Parallel Processing with Threads & Processes

Kinds of Parallel Computers

One ALU, one set of registers: serial computer (single processor).
One ALU, several sets of registers: Symmetric Multi-Threading (SMT) or HyperThreading. This is only a tiny amount of additional chip area, but increases ALU utilization way more than wider superscalar execution. ALU contention limits the parallelism to perhaps 4-way on modern CPUs, but can reach 64-fold on GPUs.
Several different CPUs, one shared RAM area: Symmetric Multi-Processing (SMP) or Multi-Core. 2 cores is entirely standard today, 4 cores are on the way, and commercial SMP nodes with 16 or 32 way access exist. SMP can also combine with SMT for absurd numbers of threads: e.g., a typical GPU is 128-way SMP, with a total of 8192-way SMT.
Several CPUs, each with local RAM, but with a nonlocal RAM interconnect: Non-Uniform Memory Architecture (NUMA). Unlike SMP, where all RAM is equal, in a NUMA, it's faster to go to your own RAM (60ns) compared to some other CPU's RAM (1us).
Several complete nodes, connected with network: Cluster or Massively Parallel Processor (MPP). This is the only architecture known to scale to hundreds of thousands of CPUs--nothing is shared except the network. If all the computers are running the same program, as is typical to solve tightly coupled problems, it's called Single Program Multiple Data (SPMD). The Internet is a really loosely coupled MPP, because all the computers on the internet are running different programs at different times for different reasons.

Kinds of Program Control Flows

There are quite a few different levels of saving and restoring that you can design. Existing levels are nesting, and from least-to-most context include:

Functions, where things execute one at a time. Hopefully you're familiar with normal functions.

Registers: by convention, some are saved (must restore value for caller), some are scratch (can freely overwrite)
Stack: organized by convention into "stack frames"
Memory: shared between all functions
Files: shared between all functions

User-level threads, where you save and restore processor registers yourself, usually via an explicit "swap" subroutine call. Also called "coroutines" or "user/userspace threads", or (by Sun Java folks) "green threads". Check out my little "minithread" example code for an example (Directory, Zip, Tar-gzip).   The key routine is just the "mth_swap" subroutine, which saves an old set of registers and loads up a new one, and the core of this is just:
    mov [eax],esp ; Save the old stack pointer
    mov esp, [ecx] ; Load up the new stack pointer
Typical examples include Netscape Threads, or any of a thousand tiny projects mostly relying on setjmp/longjmp or "makecontext/swapcontext". Each thread has its own stack, usually just allocated with "malloc", but shares the rest of memory with other user-level threads.

Registers: explicitly saved and restored by a "swap" routine.
Stack: each user-level thread has a separate stack region in memory.
Memory & Files: shared between all threads.

Kernel-level threads, or just "threads", are where the OS saves and restores processor registers to switch threads at interrupt time. Also called "native threads". The most common example is pthreads. There's actually a hybrid of kernel and user-level threads where you save and restore processor registers yourself (not in the OS), but you do it inside a signal handler during an interrupt.

WHAT TO PRODUCE: Continue the notes on parallel processing with threads and processes, picking up after their last sentence.

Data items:
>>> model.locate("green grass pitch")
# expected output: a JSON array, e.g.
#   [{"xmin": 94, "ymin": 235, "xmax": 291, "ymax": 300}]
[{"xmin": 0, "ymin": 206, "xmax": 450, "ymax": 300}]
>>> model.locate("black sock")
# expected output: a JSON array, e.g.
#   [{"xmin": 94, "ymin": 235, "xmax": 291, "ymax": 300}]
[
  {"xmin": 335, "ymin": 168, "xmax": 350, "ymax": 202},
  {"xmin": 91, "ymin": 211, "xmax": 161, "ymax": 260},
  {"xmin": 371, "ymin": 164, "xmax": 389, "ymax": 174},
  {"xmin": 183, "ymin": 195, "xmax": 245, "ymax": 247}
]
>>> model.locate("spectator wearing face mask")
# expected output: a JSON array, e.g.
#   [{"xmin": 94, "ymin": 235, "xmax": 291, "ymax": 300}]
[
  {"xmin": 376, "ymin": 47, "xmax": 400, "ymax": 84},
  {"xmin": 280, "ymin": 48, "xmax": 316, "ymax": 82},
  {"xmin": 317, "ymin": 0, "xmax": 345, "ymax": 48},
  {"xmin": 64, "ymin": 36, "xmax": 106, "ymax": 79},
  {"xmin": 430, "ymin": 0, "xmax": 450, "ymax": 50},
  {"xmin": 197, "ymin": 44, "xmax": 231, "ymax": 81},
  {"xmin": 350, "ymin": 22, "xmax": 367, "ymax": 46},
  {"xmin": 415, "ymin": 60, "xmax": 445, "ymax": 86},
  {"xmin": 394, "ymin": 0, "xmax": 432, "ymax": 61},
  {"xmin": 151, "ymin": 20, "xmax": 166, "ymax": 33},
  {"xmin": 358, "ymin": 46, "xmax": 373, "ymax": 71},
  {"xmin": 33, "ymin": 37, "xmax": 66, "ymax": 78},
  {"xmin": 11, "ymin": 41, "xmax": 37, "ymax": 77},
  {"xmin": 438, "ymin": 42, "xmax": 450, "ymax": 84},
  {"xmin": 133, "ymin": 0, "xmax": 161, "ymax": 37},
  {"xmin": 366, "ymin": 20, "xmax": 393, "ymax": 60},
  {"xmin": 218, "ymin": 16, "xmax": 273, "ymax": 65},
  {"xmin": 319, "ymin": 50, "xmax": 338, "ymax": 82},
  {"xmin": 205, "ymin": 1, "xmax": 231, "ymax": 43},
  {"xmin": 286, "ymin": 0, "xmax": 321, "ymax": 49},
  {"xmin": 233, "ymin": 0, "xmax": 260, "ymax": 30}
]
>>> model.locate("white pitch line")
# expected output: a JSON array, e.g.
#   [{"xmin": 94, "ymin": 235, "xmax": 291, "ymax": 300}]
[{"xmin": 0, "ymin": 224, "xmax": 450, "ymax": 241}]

ANSWER SECTION:
Registers: implicitly saved and restored by the OS when it decides to switch threads.
Stack: separate regions of memory for each thread.
Memory & Files: usually shared between all threads.

Processes, where the OS swaps out all of memory and all I/O connections in addition to the registers. This is what you usually think of as a "program"--we covered it last class.

Registers: implicitly saved and restored by the OS when it decides to switch processes.
Stack & memory: completely separate memory area for each process.
Files: open files are local to a process (I open a file, it's not open for you), but data in files is shared between all processes.

Virtual Machines, where the OS itself and everything in it is swapped out. QEMU is a pretty typical example. A virtual machine is usually treated as an ordinary process inside the outer ("host") OS.

Registers, stack, memory, files, disks, and even CPUs are all private to a virtual machine.

All these levels actually nest. So a virtual machine might contain several processes, with the emulated OS switching between them. Each process might contain several kernel threads, with the OS again switching between them. Each kernel thread might contain several user-level threads, which user code explicitly switches between. Each user-level thread contains several functions, which call one another.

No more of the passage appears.